╭─ Data extracts

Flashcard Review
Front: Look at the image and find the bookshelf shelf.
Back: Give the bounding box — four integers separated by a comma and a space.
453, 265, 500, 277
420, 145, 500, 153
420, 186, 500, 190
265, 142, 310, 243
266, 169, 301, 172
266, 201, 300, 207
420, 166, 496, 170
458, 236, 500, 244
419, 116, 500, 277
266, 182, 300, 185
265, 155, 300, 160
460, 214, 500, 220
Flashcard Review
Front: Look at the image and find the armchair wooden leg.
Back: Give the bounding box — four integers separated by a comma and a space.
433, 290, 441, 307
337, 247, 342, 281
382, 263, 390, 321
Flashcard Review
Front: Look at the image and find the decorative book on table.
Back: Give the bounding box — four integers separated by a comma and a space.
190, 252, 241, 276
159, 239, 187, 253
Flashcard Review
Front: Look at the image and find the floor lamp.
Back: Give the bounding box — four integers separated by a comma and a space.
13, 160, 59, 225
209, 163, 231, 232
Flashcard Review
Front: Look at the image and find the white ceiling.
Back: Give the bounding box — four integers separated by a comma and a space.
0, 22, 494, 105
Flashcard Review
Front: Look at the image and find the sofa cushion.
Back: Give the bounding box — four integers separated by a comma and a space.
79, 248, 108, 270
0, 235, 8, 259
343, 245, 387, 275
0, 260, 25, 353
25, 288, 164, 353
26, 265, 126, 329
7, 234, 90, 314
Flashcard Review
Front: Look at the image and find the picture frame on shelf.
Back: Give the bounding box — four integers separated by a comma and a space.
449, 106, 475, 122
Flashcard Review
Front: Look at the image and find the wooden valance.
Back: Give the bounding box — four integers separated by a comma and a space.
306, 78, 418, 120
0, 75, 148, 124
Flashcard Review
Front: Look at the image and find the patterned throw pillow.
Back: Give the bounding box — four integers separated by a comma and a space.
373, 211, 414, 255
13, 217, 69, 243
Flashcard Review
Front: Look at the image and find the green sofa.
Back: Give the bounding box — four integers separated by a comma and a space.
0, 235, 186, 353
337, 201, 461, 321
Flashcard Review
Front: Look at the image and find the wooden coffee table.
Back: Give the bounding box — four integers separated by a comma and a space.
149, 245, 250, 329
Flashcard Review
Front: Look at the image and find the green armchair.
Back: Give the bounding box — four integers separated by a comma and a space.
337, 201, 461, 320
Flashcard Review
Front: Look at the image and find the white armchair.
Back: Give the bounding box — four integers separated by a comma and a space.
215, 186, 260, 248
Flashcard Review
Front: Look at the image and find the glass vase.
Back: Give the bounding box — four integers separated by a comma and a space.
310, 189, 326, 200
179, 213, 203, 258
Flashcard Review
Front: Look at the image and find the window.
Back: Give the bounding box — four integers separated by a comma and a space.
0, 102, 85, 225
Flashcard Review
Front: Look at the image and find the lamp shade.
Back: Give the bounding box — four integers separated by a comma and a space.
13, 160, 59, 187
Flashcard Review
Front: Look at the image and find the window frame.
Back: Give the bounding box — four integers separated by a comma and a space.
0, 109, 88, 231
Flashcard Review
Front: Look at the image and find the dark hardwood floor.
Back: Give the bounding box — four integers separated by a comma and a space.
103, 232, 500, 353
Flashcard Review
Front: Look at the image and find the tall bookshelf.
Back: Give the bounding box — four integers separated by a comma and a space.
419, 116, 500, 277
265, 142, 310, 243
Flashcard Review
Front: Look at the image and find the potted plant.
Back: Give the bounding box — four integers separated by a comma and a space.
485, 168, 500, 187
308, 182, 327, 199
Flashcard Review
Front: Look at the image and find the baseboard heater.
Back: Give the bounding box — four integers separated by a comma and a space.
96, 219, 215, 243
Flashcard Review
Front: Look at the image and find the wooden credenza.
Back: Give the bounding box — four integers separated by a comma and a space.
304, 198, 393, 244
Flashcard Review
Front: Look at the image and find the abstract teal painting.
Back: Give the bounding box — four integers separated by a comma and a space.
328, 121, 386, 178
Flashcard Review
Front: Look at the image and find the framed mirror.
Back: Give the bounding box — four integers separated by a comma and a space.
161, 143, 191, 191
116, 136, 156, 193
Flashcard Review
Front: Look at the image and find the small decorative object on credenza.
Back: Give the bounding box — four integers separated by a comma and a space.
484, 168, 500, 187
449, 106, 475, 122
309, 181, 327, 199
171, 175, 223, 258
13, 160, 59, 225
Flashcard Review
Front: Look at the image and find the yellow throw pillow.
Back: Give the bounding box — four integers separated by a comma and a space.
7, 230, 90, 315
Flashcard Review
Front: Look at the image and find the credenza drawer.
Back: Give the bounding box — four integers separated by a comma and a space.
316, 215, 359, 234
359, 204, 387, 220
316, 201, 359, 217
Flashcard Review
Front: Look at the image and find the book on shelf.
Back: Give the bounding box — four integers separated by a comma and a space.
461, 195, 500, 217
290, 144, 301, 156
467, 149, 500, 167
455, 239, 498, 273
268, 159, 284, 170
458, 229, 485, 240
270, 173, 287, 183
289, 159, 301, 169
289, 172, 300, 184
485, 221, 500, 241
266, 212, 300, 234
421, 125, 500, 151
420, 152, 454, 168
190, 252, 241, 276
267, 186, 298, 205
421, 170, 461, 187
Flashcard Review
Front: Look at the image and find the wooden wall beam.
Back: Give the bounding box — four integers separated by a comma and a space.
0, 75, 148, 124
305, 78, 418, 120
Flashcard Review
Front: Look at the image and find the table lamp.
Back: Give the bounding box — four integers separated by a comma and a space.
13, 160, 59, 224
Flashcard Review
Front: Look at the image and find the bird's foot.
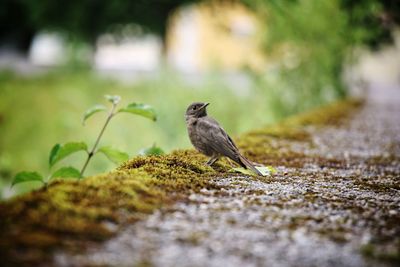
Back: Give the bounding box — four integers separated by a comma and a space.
206, 156, 219, 166
205, 160, 214, 166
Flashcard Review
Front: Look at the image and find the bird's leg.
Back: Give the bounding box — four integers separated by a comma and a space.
227, 158, 236, 167
206, 155, 219, 166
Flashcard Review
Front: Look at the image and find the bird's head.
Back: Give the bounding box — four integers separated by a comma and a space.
185, 102, 209, 118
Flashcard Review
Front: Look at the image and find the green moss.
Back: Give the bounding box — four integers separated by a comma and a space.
235, 99, 363, 167
243, 99, 362, 142
285, 99, 363, 126
0, 151, 234, 266
0, 98, 364, 265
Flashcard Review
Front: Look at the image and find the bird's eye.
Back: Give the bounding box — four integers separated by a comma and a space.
193, 106, 197, 110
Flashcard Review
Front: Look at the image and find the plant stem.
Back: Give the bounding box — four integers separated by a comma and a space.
80, 102, 117, 177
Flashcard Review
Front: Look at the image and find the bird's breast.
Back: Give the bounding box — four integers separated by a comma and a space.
186, 118, 214, 156
187, 119, 199, 142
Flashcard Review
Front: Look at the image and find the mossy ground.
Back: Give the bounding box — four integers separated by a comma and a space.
0, 152, 234, 266
237, 99, 362, 167
0, 98, 379, 266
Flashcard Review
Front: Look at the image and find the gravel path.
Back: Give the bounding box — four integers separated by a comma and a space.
56, 82, 400, 267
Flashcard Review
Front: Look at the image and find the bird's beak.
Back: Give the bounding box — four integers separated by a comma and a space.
200, 103, 209, 110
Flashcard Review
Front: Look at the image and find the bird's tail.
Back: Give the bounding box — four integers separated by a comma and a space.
238, 154, 263, 176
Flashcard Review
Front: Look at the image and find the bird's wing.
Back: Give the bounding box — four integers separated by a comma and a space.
197, 117, 240, 161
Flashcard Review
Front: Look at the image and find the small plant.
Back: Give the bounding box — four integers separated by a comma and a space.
11, 95, 158, 188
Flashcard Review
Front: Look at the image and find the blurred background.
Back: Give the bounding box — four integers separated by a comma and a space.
1, 0, 399, 198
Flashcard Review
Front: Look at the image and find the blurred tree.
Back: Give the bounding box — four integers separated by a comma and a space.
340, 0, 400, 49
240, 0, 400, 112
239, 0, 365, 117
0, 0, 35, 51
1, 0, 398, 52
242, 0, 399, 49
1, 0, 198, 52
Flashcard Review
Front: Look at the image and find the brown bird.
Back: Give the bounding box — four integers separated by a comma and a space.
185, 102, 262, 175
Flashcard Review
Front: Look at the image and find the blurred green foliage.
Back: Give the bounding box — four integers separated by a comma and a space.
240, 0, 398, 116
242, 0, 349, 117
244, 0, 400, 48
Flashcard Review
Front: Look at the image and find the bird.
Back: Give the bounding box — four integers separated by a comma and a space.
185, 102, 262, 176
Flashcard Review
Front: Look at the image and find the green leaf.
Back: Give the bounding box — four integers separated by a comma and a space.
49, 142, 88, 167
105, 95, 121, 104
82, 104, 107, 125
118, 103, 157, 121
49, 143, 61, 166
255, 166, 277, 176
97, 146, 129, 164
50, 166, 81, 180
139, 144, 165, 156
12, 171, 44, 187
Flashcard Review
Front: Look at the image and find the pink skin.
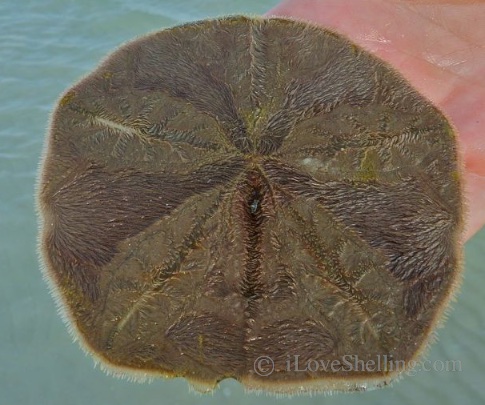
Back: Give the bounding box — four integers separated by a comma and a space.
266, 0, 485, 241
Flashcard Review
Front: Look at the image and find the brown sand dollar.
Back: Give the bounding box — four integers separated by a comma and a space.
37, 16, 464, 393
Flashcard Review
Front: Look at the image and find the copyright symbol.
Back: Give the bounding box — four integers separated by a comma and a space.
254, 356, 274, 376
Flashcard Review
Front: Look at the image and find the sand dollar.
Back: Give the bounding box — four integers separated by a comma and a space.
37, 16, 464, 394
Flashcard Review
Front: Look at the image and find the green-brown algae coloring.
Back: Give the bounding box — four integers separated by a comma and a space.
37, 16, 464, 394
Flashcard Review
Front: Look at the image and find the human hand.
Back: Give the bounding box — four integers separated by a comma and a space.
266, 0, 485, 241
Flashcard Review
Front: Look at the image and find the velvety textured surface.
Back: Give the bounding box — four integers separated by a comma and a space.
38, 16, 462, 393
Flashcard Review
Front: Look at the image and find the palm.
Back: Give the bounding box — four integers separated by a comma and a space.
267, 0, 485, 241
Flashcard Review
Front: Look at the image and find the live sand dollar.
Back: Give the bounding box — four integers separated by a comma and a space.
37, 16, 464, 394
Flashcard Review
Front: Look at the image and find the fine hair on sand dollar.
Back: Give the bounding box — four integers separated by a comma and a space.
37, 15, 464, 394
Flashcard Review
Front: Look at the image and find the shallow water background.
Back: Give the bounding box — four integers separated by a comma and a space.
1, 0, 484, 404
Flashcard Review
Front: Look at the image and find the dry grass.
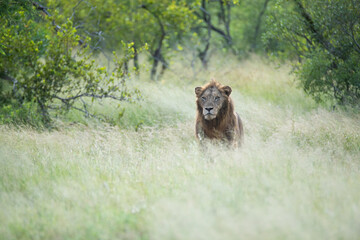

╰─

→ **What you have to do**:
In the records above, how many lines include "throw"? Answer with the number alone.

→ **Solution to the exercise**:
2